:: GIVEN RECORDS
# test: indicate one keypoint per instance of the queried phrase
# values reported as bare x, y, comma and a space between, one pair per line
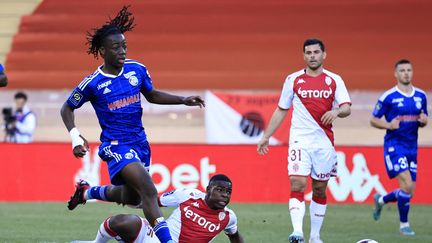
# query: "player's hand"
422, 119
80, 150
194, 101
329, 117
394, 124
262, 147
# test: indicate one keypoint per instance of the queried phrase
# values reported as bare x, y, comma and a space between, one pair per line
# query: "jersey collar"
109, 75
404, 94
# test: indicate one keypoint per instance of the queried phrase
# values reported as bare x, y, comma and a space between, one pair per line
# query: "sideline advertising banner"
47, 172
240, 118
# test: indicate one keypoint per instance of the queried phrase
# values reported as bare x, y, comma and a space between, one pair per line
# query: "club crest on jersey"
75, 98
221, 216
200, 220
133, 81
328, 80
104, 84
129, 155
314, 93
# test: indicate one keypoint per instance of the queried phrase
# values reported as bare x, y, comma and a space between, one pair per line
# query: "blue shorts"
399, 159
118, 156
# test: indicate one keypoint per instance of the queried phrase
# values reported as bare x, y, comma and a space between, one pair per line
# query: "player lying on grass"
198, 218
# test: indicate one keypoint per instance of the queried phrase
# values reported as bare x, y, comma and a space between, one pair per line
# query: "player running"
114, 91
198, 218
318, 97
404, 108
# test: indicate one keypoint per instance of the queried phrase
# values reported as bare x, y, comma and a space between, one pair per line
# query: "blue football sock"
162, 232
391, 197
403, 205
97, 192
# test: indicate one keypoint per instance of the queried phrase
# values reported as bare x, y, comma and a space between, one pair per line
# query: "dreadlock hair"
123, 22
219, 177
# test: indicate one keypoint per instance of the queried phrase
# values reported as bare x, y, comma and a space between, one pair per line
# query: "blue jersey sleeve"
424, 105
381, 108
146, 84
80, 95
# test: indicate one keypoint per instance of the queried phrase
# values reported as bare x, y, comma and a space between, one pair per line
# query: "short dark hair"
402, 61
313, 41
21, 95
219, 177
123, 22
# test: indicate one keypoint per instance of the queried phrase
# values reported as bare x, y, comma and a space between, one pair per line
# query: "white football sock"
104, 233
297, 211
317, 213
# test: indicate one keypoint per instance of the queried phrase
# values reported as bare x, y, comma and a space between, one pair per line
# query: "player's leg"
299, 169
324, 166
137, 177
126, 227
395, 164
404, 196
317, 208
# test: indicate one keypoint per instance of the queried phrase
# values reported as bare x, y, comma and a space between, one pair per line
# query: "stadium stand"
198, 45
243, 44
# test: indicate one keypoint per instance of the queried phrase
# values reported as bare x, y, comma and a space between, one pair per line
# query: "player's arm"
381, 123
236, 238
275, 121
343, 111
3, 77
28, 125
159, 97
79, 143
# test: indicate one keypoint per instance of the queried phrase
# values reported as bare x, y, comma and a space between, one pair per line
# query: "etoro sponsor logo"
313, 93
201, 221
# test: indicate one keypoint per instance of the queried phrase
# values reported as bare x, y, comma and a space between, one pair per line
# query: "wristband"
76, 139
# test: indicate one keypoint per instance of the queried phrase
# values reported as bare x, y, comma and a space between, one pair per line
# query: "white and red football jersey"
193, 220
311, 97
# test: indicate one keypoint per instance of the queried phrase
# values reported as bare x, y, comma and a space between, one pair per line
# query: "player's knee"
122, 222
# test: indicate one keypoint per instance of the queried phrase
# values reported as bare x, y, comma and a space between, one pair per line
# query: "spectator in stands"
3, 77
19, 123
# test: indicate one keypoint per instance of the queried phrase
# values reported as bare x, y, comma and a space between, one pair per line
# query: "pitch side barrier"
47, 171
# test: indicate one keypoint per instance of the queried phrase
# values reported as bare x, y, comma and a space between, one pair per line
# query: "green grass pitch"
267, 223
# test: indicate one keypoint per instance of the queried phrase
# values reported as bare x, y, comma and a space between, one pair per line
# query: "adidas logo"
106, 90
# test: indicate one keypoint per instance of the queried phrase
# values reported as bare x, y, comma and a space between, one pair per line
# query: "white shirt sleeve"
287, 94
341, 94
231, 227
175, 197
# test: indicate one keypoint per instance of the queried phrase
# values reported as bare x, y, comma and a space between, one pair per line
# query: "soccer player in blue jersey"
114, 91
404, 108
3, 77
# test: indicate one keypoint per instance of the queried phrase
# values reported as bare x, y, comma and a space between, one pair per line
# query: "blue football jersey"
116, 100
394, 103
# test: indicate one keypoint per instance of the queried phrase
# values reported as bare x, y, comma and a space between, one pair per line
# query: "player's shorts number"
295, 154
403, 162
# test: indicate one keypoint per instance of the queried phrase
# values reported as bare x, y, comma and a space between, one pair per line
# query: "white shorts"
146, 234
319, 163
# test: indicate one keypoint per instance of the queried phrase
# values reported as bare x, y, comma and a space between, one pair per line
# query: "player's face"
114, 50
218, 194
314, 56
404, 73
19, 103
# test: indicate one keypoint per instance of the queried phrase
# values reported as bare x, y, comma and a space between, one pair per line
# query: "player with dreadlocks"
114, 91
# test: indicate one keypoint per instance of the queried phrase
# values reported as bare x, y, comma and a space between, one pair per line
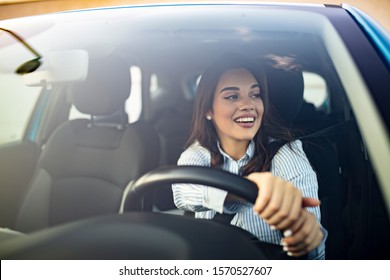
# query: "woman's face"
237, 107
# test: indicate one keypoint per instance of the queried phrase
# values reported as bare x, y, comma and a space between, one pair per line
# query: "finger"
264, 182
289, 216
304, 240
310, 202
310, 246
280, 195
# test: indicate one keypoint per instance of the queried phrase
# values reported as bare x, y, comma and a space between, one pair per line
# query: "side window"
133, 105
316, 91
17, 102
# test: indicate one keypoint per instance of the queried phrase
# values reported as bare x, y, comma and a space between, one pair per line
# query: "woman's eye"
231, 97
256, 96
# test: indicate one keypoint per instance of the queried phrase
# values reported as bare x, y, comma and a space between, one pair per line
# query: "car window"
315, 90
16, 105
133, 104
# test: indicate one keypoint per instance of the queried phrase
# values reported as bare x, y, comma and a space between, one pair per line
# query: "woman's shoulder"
::::
> [GIVEN TASK]:
Drop the images and repeat the data exactly.

> [OUTPUT OF THE TASK]:
# test: indicate one keypoint per instance of the queried phrase
# values reported as bare x, y, comma and a space between, one pair per line
# query: "player's hand"
422, 119
80, 150
194, 101
329, 117
394, 124
262, 147
# test: indicate one keypoint per instance of the queried phrase
# values reported as bare x, y, comma and a space between, one pair per line
# query: "jersey collar"
109, 75
404, 94
# test: indicate one keypoint per instance of the queried phrase
# values reported as bare x, y, comma and a space between, one pair per line
# query: "sideline advertising banner"
47, 172
240, 118
# test: indicate one keypoint per instance of the queried phrase
# values reported as bare x, y, comma and a space between, one pair per line
# query: "club crest on jersey"
75, 98
221, 216
200, 220
133, 81
328, 80
104, 84
129, 155
314, 93
# test: indicate one keypoint per instance of the queried phrase
# values reported as bare x, y, comma and a space between, one pair per line
# query: "blue shorts"
399, 159
118, 156
# test: indicate one keypoint per instance of the queried phrase
# values reported as bare x, y, comma and a space between, one pair per line
# query: "player lying on grass"
198, 218
# test: indicate one keypoint per instance of the queried phrase
# values reported as bare x, y, comma and a space between, one pair per line
# query: "player running"
114, 91
198, 218
318, 97
404, 108
# test: indicate one keypoint per instance of the queried phrase
# values reported as bare x, y, comma and a space between, one pair per line
# query: "blue football sock"
162, 232
391, 197
403, 205
97, 192
# test: indicate one keypoint per instance of the queried phrase
# values reported as bare x, y, comma and a space between, one pair per line
# query: "dreadlock hair"
123, 22
219, 177
# test: indicate one keypoint per instance of the queried phrase
# values reported as bare x, y, comma and a space between, one pair per line
# query: "blue jersey sleeve"
424, 105
381, 108
146, 84
80, 95
# test: indicate one keypoint per instance of the queried phrase
# values reported as bare x, y, comma and a space between, one pair per line
# query: "short dark hair"
402, 61
313, 41
21, 95
219, 177
123, 22
# test: indicate one keypoint per instance of the queried phrase
# values reported as bare x, y, comma and a space between, one pair per line
# query: "white football sock"
104, 233
297, 211
317, 213
# test: indicate one keypoint per instance of the queried phrase
# values reported as bare x, y, comma and a space between, one pair per line
# query: "player's leg"
299, 169
324, 166
137, 177
126, 227
395, 164
404, 196
317, 208
# test: indicate one keypoint per instance of the queried phrase
# values reported as bare x, y, comma and a space between, one pair per line
# query: "stadium stand"
198, 45
243, 44
# test: indicate one keypoint per instance of the queried phrase
# values reported as bare x, y, comma and a space between, one pair per line
# query: "player's arm"
381, 123
236, 238
275, 121
343, 111
3, 77
28, 125
159, 97
79, 143
# test: indicate one keypoint per instance of the queried phrase
# values reported as bare x, y, comma and a space between, one pair per line
# query: "etoro sponsor logo"
313, 93
201, 221
# test: indicate one keypoint per instance of the queried phrase
# values reported as bare x, y, comma and a space between, one pair per line
# query: "wristband"
76, 139
# test: indicate one keypoint per instance of the queried phrase
# values reported as bare x, y, comma and a space between, one pair per line
# query: "white and red football jersey"
193, 220
311, 97
# test: indicate one keypoint per instance of the queried phrase
# values reported as bare x, y, comma and a space between, one pair per line
# query: "player's knee"
122, 222
# test: indicate one keypoint per instance of the queried phrase
# values reported as bare x, y, comma and a space between, one pair per line
# query: "spectator in stands"
3, 77
19, 123
# test: indicate one keypoint per instance of the queried phrase
# values reported as bare x, y, comma and a space between, one pair per line
# query: "pitch side barrier"
47, 171
# test: indicate one keypoint per instance of the queried phrase
# values reported as bare x, y, comma and a space between, one pair per line
# query: "green grass pitch"
267, 223
# test: indicate one keypoint per instance of the queried phrase
# values reported as bare x, y, comma and a space between, one pair per line
# query: "adidas logo"
106, 90
# test: indicate one keypoint per instance of the queried phrase
# values reported as bare x, y, comma and a space between, one pair per line
# query: "white shirt sleeve"
287, 94
341, 94
231, 227
175, 197
# test: indicate one keypoint per instance of the queried phrase
# values reported as bare x, y, comma and a space between, one pair per line
# query: "soccer player in blue jersey"
114, 91
404, 108
3, 77
# test: indicate one keypoint per instance of the queried phrase
# values reported as bare x, y, comma and a space between, one pair per line
# query: "blue football jersey"
116, 100
394, 103
# test: indicate one keypoint per instance of the queried phrase
# values reported as bare x, y, comma and a space between, one pair per line
# query: "player's shorts number"
295, 154
403, 162
# test: indicate one keypoint per instance of the queried phrase
# values reported as bare x, y, comma and a space between, one pair per line
# query: "white shorts"
146, 234
319, 163
# test: indicate one keypoint per instance of the queried phrase
# values reported as bare x, y, comma and a space between, one pair per line
# query: "player's face"
114, 50
218, 194
314, 56
404, 73
19, 103
# test: indicate one keypoint per instance of the queried phrase
# values reported as bare x, y, comma and a space between, one pair per line
# query: "player with dreadlocks"
114, 91
# test: indicate one keypoint per instance of the queried phrase
# values reported as bare x, y, comma and a space between, one pair per line
# query: "woman's face"
237, 107
# test: indicate one keypoint per instance of the queried phrase
# values reported as bare x, y, comma and a space between, one pair per line
# query: "finger"
264, 182
289, 216
304, 240
310, 202
310, 246
280, 195
# test: indicate one keypoint per instance of the queried phrase
# values reported as bare x, y, comma and a space between, one pair per line
# query: "side window"
133, 105
316, 91
17, 102
# test: indicate one keypoint per instance of the queried phrase
# values reported as bare x, y, comma and a space between, one pair per line
# query: "woman's eye"
231, 97
256, 96
# test: indicate one keypoint per instance of the queried phrase
# values reported as bare x, y, comma and a space between, one pair per line
# query: "car window"
315, 90
16, 105
133, 104
# test: indicate one keypoint per instance of the queried phrase
# values reported as bare x, y, comma and a space between, one pair per line
# query: "woman's shoulder"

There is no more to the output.